Image point grounding data:
[Start of Attachment]

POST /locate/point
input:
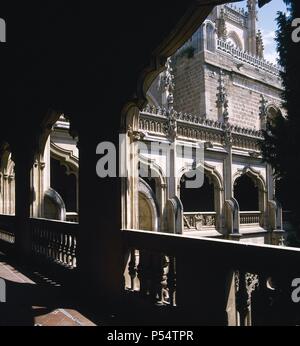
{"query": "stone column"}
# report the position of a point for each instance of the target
(23, 195)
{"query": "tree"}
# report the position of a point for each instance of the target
(281, 147)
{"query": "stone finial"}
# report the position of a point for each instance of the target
(259, 45)
(263, 112)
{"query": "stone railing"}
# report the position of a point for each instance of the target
(247, 58)
(7, 229)
(212, 281)
(55, 241)
(199, 220)
(250, 217)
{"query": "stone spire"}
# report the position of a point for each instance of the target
(259, 45)
(251, 20)
(222, 101)
(168, 101)
(222, 30)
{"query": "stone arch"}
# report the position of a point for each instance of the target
(273, 111)
(66, 158)
(156, 173)
(45, 153)
(233, 37)
(129, 121)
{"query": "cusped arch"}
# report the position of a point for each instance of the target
(66, 158)
(146, 195)
(156, 171)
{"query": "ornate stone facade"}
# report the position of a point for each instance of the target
(220, 99)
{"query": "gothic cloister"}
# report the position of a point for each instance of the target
(144, 249)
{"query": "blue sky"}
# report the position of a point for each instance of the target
(267, 25)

[End of Attachment]

PROBLEM: Filter the records above down to the lines containing "stone".

YOUR RESPONSE:
{"query": "stone column"}
{"query": "stone finial"}
{"query": "stone railing"}
{"query": "stone spire"}
{"query": "stone arch"}
{"query": "ornate stone facade"}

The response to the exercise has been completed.